> [Work to be completed]: In the listing below, find the line containing "in [711, 108].". Write out that line and every line after it to the end, exactly and only those.

> [Listing]:
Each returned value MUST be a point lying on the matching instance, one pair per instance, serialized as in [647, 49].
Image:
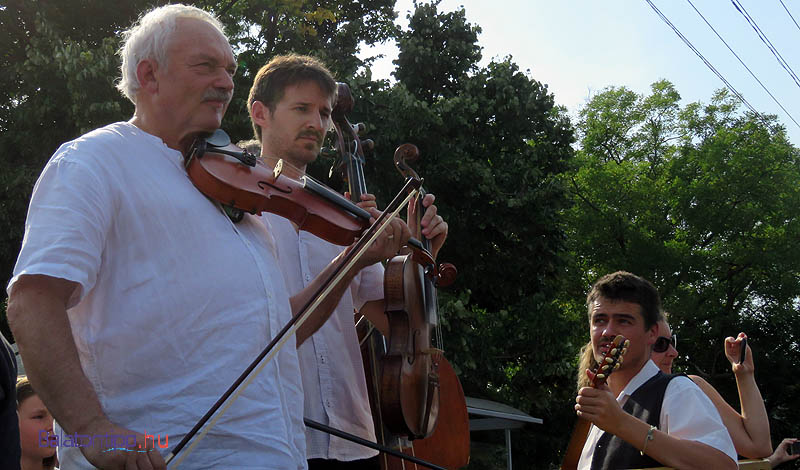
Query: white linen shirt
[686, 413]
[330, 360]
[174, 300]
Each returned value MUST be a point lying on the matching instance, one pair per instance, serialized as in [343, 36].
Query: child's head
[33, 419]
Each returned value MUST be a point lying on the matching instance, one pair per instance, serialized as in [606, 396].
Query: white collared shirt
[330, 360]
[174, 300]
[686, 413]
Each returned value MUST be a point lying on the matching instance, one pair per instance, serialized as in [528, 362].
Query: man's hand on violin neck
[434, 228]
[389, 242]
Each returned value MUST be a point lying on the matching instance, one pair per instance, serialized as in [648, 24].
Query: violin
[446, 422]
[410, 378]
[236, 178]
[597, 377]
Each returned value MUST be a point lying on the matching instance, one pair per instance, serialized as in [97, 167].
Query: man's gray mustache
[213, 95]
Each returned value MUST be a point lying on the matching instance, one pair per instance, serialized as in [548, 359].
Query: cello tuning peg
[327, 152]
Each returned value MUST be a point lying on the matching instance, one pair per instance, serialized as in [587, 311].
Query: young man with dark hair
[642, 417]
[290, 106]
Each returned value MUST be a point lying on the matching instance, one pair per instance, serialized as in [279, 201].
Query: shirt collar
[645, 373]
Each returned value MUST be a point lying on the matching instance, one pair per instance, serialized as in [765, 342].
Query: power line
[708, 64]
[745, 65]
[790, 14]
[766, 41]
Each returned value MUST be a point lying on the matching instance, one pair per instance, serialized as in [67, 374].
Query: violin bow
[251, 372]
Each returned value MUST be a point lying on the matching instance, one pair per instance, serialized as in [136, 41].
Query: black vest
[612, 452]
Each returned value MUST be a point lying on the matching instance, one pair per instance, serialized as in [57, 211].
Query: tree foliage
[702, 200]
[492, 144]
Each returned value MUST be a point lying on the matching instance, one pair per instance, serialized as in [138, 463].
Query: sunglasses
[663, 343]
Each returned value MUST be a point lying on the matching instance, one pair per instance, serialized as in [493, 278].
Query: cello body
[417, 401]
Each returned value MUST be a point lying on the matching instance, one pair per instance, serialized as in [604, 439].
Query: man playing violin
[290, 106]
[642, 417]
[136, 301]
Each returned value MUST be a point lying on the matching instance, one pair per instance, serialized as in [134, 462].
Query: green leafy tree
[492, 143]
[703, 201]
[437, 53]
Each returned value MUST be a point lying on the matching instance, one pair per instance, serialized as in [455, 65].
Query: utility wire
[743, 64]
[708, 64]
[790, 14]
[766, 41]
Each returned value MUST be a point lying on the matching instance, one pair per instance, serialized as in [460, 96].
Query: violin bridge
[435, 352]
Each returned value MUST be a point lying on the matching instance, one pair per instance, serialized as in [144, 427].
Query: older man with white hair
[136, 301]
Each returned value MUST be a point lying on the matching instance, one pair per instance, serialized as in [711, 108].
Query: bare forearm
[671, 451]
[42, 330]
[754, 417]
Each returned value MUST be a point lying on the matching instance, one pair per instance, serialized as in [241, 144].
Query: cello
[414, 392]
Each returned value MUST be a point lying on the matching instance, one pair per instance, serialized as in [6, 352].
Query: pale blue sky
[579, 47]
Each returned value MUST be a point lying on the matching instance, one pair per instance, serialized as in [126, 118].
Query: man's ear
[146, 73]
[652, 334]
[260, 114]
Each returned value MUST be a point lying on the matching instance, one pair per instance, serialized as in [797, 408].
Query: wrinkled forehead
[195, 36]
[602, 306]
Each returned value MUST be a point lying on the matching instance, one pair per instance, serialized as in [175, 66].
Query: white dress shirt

> [In response]:
Each returned value MUST be a point lying on the matching instance, one pair per instance, serialized as in [711, 108].
Query: bare forearm
[671, 451]
[42, 330]
[754, 417]
Each returned value MUST be a point lying on the matching instance, one pair per instance, serialized as in [241, 144].
Query: cello
[414, 392]
Each returned value MUST be a point lying on the matching instance, one pair per instance, serialized as in [6, 352].
Query: pale blue sky
[579, 47]
Each returned value MUST be a point lying on the matching instance, one pair per instance, serialized as in [126, 118].
Query: man's ear
[146, 73]
[652, 334]
[260, 114]
Each returned value MUST be a point lying on the matching instance, one pair per instance, serialized as in [797, 408].
Query: wrinkled forehead
[195, 36]
[602, 306]
Each returned value MUST be a point lying on the matching instance, one pair per instance, serialized as in [175, 66].
Query: white dress shirt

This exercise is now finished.